> _What you are asked to do_
How do the lines below between the ones holding "Target: deciduous tree" and "Target: roof vent", inclusive, read? Give them again exactly, with no other lines.

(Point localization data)
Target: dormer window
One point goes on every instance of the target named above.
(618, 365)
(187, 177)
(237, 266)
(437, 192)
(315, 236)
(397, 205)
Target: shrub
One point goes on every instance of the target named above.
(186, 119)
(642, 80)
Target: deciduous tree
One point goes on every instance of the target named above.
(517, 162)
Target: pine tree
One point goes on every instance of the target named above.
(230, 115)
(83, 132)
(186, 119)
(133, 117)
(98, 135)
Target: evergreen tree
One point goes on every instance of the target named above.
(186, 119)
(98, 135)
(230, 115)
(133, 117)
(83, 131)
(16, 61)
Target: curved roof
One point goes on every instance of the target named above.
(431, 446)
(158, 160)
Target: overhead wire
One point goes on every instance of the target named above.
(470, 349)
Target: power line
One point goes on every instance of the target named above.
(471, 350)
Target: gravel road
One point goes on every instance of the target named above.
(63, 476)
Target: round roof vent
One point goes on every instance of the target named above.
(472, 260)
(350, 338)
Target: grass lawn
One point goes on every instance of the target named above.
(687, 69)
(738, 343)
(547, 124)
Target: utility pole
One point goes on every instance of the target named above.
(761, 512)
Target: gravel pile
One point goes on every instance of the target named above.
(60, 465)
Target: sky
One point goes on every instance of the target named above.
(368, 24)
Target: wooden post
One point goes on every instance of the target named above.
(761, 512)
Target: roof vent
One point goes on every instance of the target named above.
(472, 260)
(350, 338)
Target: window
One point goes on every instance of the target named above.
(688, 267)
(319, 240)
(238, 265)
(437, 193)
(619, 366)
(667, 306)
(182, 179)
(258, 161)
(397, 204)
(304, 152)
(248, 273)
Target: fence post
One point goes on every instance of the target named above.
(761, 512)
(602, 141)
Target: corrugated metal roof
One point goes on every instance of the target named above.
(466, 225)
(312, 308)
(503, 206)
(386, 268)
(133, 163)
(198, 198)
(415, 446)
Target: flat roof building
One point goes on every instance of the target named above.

> _Output_
Target: deciduous tree
One point goes on every instance of the target named above.
(517, 162)
Target: pine tree
One point goes on every instance of the target named above.
(230, 115)
(83, 132)
(186, 119)
(133, 117)
(98, 135)
Target: evergreen tree
One point goes on every instance of the target named above.
(186, 119)
(98, 135)
(230, 115)
(133, 117)
(83, 131)
(16, 61)
Target: curved roof
One point goes on every instance of the target named above.
(431, 446)
(158, 160)
Target: overhead wire
One point goes on every instance of the target named above.
(470, 349)
Target: power line
One point goes on every instance of the target named above.
(471, 350)
Target: gravel road
One point goes on every instance of the target named above.
(63, 476)
Target: round roof vent
One point goes on every instance of the target named above.
(472, 260)
(350, 338)
Target: grass lawn
One point goes on every instance of the target named above.
(687, 69)
(738, 343)
(547, 124)
Target: utility pole
One point goes on every instance of the target named above.
(761, 512)
Target: gravel pile
One point goes on every instance of the target named above.
(60, 465)
Target: sky
One point goes on every instance of the target named above.
(368, 24)
Target: wooden post
One point goes on every instance of the target named above.
(761, 512)
Target: roof vent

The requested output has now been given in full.